• [Problem to solve] State how many lines in the items below contain the string "electrical", with case counting. Reply with the number alone.

:: Provided records ::

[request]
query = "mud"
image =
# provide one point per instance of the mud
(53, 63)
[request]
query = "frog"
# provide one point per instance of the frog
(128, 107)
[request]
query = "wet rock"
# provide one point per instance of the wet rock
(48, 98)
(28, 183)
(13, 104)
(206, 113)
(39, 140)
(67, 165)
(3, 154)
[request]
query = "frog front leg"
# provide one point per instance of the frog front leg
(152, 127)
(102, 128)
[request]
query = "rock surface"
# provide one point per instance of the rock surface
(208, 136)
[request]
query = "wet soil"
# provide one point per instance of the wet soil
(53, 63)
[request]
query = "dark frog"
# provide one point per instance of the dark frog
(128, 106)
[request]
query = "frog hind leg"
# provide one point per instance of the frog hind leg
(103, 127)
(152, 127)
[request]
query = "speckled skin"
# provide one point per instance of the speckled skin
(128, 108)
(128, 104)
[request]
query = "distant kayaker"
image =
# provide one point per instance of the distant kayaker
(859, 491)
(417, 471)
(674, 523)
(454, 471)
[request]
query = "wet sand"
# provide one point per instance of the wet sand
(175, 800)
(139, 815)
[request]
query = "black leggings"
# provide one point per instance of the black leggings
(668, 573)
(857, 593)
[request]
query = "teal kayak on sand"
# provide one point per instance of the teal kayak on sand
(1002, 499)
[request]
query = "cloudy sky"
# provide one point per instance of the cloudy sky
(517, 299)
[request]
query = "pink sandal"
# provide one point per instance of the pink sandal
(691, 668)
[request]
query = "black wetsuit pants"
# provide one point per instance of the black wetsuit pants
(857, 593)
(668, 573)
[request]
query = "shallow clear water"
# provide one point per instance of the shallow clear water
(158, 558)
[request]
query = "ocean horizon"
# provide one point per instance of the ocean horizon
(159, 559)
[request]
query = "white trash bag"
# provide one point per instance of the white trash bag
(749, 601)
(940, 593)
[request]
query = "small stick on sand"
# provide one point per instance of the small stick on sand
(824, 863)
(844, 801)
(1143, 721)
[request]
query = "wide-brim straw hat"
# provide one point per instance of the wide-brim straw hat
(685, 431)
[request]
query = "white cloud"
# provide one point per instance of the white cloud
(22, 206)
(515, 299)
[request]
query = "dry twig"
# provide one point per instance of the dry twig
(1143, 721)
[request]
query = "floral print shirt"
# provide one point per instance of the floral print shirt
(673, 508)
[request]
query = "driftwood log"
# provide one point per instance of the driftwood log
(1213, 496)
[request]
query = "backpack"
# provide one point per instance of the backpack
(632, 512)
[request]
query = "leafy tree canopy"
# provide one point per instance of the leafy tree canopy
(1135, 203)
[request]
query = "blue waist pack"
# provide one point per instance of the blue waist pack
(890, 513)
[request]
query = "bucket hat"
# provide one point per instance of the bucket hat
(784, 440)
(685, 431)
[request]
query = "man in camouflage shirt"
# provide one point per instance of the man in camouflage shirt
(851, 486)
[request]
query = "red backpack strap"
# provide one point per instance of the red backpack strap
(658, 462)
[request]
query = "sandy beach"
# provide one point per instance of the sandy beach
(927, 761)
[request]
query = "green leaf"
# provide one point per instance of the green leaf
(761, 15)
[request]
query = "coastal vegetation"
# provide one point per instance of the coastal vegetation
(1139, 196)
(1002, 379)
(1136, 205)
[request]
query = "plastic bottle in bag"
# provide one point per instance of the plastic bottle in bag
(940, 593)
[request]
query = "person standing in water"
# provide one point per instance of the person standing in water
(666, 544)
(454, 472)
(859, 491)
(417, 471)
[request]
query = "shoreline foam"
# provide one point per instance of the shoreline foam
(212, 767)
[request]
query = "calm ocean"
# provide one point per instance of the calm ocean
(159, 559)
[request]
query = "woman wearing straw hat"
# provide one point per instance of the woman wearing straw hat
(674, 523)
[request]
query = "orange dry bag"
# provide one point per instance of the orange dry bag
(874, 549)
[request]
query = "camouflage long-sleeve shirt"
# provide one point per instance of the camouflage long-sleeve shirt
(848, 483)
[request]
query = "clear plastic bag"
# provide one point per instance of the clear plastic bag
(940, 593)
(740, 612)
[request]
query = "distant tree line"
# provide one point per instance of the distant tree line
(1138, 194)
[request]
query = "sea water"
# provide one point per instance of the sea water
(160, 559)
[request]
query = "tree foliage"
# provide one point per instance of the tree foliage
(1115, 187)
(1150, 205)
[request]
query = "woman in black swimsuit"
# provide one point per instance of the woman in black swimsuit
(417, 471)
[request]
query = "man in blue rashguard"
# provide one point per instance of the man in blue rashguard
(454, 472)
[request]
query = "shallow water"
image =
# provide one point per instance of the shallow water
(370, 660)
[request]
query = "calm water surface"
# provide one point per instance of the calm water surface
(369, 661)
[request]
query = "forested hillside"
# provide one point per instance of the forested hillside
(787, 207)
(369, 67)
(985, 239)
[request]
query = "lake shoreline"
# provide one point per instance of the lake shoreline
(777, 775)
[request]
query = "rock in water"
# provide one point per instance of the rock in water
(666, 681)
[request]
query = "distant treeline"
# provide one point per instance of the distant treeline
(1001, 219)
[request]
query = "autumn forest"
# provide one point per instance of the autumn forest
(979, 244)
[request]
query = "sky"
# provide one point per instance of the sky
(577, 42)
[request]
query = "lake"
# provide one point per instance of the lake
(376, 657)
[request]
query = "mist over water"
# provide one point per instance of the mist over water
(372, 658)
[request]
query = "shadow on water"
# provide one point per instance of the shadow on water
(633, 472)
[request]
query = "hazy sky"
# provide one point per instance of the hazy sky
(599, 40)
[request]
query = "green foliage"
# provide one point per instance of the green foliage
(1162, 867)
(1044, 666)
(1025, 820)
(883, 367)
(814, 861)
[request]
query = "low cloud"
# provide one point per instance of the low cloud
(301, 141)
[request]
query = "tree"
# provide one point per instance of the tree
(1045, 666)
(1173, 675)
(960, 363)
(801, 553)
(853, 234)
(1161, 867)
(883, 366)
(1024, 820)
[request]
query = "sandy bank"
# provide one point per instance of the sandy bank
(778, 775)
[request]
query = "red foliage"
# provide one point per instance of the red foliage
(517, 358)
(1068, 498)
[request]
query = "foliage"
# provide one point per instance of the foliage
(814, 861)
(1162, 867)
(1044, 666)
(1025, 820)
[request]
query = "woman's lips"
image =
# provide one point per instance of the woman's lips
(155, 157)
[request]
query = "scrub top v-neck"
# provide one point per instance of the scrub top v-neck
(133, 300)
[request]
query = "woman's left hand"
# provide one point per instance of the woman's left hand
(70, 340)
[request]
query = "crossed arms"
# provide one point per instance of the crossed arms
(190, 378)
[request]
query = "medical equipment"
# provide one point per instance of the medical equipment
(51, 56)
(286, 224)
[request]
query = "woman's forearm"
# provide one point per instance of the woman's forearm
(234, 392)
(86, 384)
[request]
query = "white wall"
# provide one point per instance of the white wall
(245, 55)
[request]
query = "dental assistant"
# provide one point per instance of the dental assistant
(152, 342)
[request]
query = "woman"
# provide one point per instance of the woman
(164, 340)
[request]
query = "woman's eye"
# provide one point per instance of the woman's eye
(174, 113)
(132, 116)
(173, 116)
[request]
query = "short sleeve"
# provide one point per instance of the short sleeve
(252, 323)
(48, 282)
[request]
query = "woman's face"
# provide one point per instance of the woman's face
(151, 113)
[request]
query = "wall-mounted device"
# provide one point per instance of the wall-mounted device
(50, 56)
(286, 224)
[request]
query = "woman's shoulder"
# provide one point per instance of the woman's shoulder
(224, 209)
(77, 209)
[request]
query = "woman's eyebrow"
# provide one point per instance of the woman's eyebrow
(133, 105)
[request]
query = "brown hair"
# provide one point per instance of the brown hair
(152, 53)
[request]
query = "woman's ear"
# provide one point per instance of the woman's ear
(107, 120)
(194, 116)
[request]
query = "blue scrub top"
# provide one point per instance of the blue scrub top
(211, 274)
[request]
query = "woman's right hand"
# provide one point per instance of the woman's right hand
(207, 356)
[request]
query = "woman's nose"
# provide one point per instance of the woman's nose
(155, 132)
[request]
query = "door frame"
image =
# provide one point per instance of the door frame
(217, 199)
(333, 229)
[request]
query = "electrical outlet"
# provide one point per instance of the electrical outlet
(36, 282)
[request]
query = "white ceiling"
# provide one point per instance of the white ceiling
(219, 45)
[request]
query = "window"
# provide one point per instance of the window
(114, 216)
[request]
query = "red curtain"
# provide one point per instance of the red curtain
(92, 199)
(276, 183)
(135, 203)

:::

• [Written solution] 2